■ **What the task asks**: Reproduce all of the records below word for word, every line of them, numbers included.

■ **Exercise material**:
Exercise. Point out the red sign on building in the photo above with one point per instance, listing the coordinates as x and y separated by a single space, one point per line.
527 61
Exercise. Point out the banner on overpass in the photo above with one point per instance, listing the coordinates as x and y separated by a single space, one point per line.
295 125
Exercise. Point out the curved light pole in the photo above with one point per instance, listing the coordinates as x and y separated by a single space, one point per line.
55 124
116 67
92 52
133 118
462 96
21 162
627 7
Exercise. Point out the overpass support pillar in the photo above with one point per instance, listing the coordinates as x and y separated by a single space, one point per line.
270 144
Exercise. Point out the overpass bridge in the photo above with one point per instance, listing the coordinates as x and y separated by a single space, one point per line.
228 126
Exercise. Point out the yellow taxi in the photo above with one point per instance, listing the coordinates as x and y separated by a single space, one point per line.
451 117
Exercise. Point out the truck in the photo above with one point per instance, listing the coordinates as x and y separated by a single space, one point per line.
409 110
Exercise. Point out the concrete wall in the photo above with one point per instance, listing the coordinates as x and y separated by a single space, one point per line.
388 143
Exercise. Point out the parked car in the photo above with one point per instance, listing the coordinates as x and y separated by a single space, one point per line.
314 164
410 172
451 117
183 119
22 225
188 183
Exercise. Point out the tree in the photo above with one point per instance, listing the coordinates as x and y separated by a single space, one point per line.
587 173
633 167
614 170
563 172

■ **Exercise output**:
Exercise. Point out the red sign on building in the photo above with one point per instance, listing the coordinates as x and y separated by a single space, one point per line.
527 61
Exercise. Point out the banner on overpass in the photo above with one point per instance, listing the coordinates as x and y separated by a single space, one point per line.
295 125
Exercise. Point out the curved light pole in the photo above with one point per instance, listing the coordinates as x and y separated by a single space, one point per line.
55 124
116 67
92 52
133 118
462 96
21 162
627 7
Exercise. Point out the overpass support pillar in the photo above with one point per instance, listing the coordinates as x and y separated by a single space, one point per line.
270 144
Exercise. Point out the overpass bridge in the photo above with one point per instance, listing the coordinates as x and y separated by a single space, one point per line.
228 126
Exercise. Point out the yellow taxi in the photo above with one point per instance, listing the coordinates as x and y separated by a single space, one point per line.
451 117
Exercise. Point out the truck in the photo above with one point per instance, listing the coordinates as x and y separated by a single space, one point per line.
409 110
Exercise. Point out the concrete wall in the photo above with one point per instance, listing the coordinates as x and y separated by a single space, one point per line.
388 143
Exercise. Point out the parked car in the photo above with one point per instance, listing the coordinates as x and y separated by a single space, one point per line.
314 164
410 172
451 117
183 119
22 225
188 183
Exercise. Point out the tree in the photo above with one point per instance, listing the coordinates as x and y separated by a single space, one point per line.
587 173
633 167
614 170
563 172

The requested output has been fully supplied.